■ Task to carry out: Go through all the records and swap "photo" for "image" wherever it appears, keeping everything else the same. Leave the pictures out of your answer.

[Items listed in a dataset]
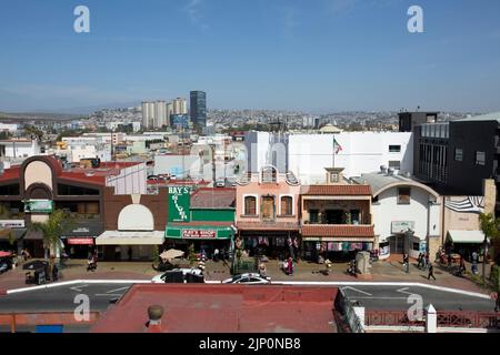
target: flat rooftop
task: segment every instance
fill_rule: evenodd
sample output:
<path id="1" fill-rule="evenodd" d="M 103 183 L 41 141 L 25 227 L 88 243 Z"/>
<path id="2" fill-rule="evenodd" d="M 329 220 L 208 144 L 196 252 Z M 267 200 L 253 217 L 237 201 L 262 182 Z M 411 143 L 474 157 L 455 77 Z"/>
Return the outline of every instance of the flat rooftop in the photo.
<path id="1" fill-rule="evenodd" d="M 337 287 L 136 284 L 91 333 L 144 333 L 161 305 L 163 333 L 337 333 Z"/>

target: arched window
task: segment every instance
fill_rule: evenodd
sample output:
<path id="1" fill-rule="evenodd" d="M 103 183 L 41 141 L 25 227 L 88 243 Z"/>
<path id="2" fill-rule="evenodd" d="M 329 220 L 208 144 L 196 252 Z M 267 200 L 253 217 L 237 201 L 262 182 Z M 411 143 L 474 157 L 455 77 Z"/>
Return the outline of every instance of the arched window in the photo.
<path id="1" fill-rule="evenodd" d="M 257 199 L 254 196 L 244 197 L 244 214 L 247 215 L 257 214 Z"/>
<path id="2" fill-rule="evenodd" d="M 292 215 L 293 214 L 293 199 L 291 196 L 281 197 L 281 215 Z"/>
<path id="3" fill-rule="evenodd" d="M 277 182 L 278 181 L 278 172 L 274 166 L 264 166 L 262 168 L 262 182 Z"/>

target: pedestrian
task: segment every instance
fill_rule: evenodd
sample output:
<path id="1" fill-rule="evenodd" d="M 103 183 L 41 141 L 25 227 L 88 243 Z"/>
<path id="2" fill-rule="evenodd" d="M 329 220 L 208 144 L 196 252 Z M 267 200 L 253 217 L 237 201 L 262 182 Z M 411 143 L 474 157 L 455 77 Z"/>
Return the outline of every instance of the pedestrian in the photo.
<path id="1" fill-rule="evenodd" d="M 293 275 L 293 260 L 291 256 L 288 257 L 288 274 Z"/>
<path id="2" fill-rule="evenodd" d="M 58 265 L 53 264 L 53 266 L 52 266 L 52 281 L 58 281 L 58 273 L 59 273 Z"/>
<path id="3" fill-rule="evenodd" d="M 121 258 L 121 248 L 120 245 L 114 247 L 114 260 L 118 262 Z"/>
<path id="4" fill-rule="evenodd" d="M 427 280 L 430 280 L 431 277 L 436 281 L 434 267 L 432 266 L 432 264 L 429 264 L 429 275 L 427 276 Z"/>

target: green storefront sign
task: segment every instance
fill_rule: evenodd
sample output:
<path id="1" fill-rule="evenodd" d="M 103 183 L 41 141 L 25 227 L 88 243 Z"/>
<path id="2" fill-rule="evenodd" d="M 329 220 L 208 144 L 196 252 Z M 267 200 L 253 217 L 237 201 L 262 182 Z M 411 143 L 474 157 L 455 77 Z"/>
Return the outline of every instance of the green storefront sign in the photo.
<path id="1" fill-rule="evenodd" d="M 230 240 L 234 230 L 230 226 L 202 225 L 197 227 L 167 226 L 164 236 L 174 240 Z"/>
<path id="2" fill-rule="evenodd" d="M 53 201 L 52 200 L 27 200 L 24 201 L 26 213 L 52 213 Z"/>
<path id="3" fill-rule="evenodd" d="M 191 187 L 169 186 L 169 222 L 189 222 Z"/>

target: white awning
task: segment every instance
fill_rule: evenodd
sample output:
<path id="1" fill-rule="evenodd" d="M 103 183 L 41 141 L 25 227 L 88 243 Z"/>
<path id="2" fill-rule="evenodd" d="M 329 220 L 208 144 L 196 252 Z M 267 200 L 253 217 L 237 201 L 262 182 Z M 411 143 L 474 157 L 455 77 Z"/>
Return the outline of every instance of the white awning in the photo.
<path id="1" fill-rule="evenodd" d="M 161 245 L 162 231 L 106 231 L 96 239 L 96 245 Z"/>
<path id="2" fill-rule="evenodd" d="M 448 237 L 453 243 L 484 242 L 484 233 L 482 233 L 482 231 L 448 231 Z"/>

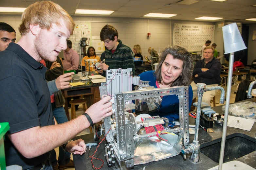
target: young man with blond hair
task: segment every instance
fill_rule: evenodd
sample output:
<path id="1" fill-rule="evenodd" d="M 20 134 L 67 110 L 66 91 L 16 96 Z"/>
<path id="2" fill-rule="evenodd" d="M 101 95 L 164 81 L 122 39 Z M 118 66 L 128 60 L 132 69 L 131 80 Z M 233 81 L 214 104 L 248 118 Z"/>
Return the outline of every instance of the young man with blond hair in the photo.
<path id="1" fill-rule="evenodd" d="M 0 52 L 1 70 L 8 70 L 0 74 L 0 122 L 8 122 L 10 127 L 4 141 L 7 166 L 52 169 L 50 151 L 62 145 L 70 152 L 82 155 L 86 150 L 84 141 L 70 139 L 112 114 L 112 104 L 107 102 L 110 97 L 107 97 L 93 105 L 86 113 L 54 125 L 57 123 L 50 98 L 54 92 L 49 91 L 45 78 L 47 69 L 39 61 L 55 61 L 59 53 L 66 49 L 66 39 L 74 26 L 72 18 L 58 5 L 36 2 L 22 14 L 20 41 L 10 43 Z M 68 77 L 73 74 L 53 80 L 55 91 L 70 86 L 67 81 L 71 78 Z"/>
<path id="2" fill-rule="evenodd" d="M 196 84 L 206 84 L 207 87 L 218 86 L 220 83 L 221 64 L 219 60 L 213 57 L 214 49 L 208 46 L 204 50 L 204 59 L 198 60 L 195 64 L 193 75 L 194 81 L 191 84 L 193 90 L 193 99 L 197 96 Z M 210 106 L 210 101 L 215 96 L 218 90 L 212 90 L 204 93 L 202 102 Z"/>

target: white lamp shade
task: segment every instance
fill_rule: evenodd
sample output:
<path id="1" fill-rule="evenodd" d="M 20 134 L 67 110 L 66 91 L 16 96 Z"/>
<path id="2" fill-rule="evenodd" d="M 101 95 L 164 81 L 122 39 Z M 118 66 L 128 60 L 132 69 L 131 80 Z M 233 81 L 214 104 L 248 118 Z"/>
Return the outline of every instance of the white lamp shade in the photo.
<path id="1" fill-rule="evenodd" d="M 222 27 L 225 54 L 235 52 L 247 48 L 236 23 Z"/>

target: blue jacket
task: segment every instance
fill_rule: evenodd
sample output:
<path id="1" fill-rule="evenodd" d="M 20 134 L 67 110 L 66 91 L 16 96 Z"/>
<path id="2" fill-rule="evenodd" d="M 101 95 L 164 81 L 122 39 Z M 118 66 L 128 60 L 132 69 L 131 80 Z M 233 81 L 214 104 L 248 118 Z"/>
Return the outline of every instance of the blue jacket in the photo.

■ The result:
target: flat rooftop
task: segment every instance
fill_rule: evenodd
sample output:
<path id="1" fill-rule="evenodd" d="M 103 183 L 41 141 L 25 227 L 88 243 Z"/>
<path id="2" fill-rule="evenodd" d="M 329 220 L 208 144 L 196 252 Z M 267 200 L 253 217 L 237 201 L 262 182 Z M 411 143 L 474 157 L 455 77 Z"/>
Return the outline of every instance of the flat rooftop in the image.
<path id="1" fill-rule="evenodd" d="M 337 287 L 136 284 L 91 333 L 144 333 L 161 305 L 163 333 L 337 333 Z"/>

target: arched window
task: segment every instance
fill_rule: evenodd
sample output:
<path id="1" fill-rule="evenodd" d="M 103 183 L 41 141 L 25 227 L 88 243 Z"/>
<path id="2" fill-rule="evenodd" d="M 329 220 L 208 144 L 196 252 Z M 267 200 L 253 217 L 237 201 L 262 182 Z M 411 143 L 474 157 L 455 77 Z"/>
Return the outline of every instance of the arched window in the image.
<path id="1" fill-rule="evenodd" d="M 257 199 L 254 196 L 244 197 L 244 214 L 247 215 L 257 214 Z"/>
<path id="2" fill-rule="evenodd" d="M 292 215 L 293 214 L 293 199 L 291 196 L 281 197 L 281 215 Z"/>
<path id="3" fill-rule="evenodd" d="M 277 182 L 278 181 L 278 172 L 274 166 L 264 166 L 262 168 L 262 182 Z"/>

target: pedestrian
task: segment every instance
fill_rule: evenodd
sample output:
<path id="1" fill-rule="evenodd" d="M 103 183 L 41 141 L 25 227 L 88 243 Z"/>
<path id="2" fill-rule="evenodd" d="M 329 220 L 208 144 L 196 252 Z M 267 200 L 253 217 L 237 201 L 262 182 Z M 411 143 L 474 157 L 455 77 Z"/>
Return the outline of every instance of the pedestrian in the image.
<path id="1" fill-rule="evenodd" d="M 293 275 L 293 260 L 291 256 L 288 257 L 288 274 Z"/>
<path id="2" fill-rule="evenodd" d="M 58 265 L 53 264 L 53 266 L 52 266 L 52 281 L 58 281 L 58 273 L 59 273 Z"/>
<path id="3" fill-rule="evenodd" d="M 121 258 L 121 248 L 120 245 L 114 247 L 114 260 L 118 262 Z"/>
<path id="4" fill-rule="evenodd" d="M 427 280 L 430 280 L 431 277 L 436 281 L 434 267 L 432 266 L 432 264 L 429 264 L 429 275 L 427 276 Z"/>

target: green storefront sign
task: segment every instance
fill_rule: evenodd
sample output:
<path id="1" fill-rule="evenodd" d="M 103 183 L 41 141 L 25 227 L 88 243 Z"/>
<path id="2" fill-rule="evenodd" d="M 329 220 L 208 144 L 196 252 Z M 267 200 L 253 217 L 237 201 L 262 182 Z M 411 143 L 474 157 L 455 77 Z"/>
Return the outline of every instance of the green storefront sign in the image.
<path id="1" fill-rule="evenodd" d="M 230 240 L 234 230 L 230 226 L 202 225 L 197 227 L 167 226 L 164 236 L 174 240 Z"/>
<path id="2" fill-rule="evenodd" d="M 53 201 L 52 200 L 27 200 L 24 201 L 26 213 L 52 213 Z"/>
<path id="3" fill-rule="evenodd" d="M 191 187 L 169 186 L 169 222 L 189 222 Z"/>

target: white awning
task: segment every instance
fill_rule: evenodd
sample output:
<path id="1" fill-rule="evenodd" d="M 103 183 L 41 141 L 25 227 L 88 243 Z"/>
<path id="2" fill-rule="evenodd" d="M 329 220 L 208 144 L 196 252 Z M 267 200 L 253 217 L 237 201 L 262 182 Z M 411 143 L 474 157 L 455 77 Z"/>
Return the outline of every instance of the white awning in the image.
<path id="1" fill-rule="evenodd" d="M 161 245 L 162 231 L 106 231 L 96 239 L 96 245 Z"/>
<path id="2" fill-rule="evenodd" d="M 448 237 L 453 243 L 484 242 L 484 233 L 482 233 L 482 231 L 448 231 Z"/>

target: young man with blond hair
task: segment every instance
fill_rule: evenodd
sample output:
<path id="1" fill-rule="evenodd" d="M 20 134 L 67 110 L 66 91 L 16 96 Z"/>
<path id="2" fill-rule="evenodd" d="M 101 95 L 164 81 L 122 39 Z M 118 66 L 128 60 L 132 69 L 131 80 Z M 233 81 L 214 104 L 248 118 Z"/>
Return the outline of every instance of the young man with blond hair in the image.
<path id="1" fill-rule="evenodd" d="M 0 52 L 1 70 L 8 70 L 0 74 L 0 122 L 8 122 L 10 127 L 4 141 L 7 166 L 52 169 L 50 151 L 62 145 L 70 152 L 82 155 L 86 150 L 84 141 L 70 139 L 112 114 L 112 104 L 107 102 L 110 97 L 107 97 L 93 105 L 86 113 L 54 125 L 57 123 L 50 98 L 54 92 L 49 91 L 45 78 L 47 69 L 39 61 L 55 61 L 59 53 L 66 49 L 66 39 L 74 26 L 72 18 L 58 5 L 36 2 L 22 14 L 20 41 L 10 43 Z M 68 77 L 73 74 L 53 80 L 55 91 L 70 86 L 67 81 L 71 78 Z"/>
<path id="2" fill-rule="evenodd" d="M 196 84 L 206 84 L 207 87 L 218 86 L 220 83 L 221 64 L 219 60 L 213 57 L 214 49 L 208 46 L 204 50 L 204 59 L 198 60 L 195 64 L 193 75 L 194 81 L 191 84 L 193 90 L 193 99 L 197 96 Z M 210 106 L 210 101 L 215 96 L 218 90 L 212 90 L 204 93 L 202 102 Z"/>

target: white lamp shade
task: segment every instance
fill_rule: evenodd
sample output:
<path id="1" fill-rule="evenodd" d="M 20 134 L 67 110 L 66 91 L 16 96 Z"/>
<path id="2" fill-rule="evenodd" d="M 101 95 L 164 81 L 122 39 Z M 118 66 L 128 60 L 132 69 L 131 80 Z M 233 81 L 214 104 L 248 118 Z"/>
Return the outline of every instance of the white lamp shade in the image.
<path id="1" fill-rule="evenodd" d="M 222 27 L 225 54 L 235 52 L 247 48 L 236 23 Z"/>

target: blue jacket
task: segment every instance
fill_rule: evenodd
sample output:
<path id="1" fill-rule="evenodd" d="M 20 134 L 67 110 L 66 91 L 16 96 Z"/>
<path id="2" fill-rule="evenodd" d="M 101 95 L 164 81 L 122 39 Z M 118 66 L 128 60 L 132 69 L 131 80 Z M 233 81 L 214 104 L 248 118 Z"/>
Return the outline of every instance of the blue jacket in the image.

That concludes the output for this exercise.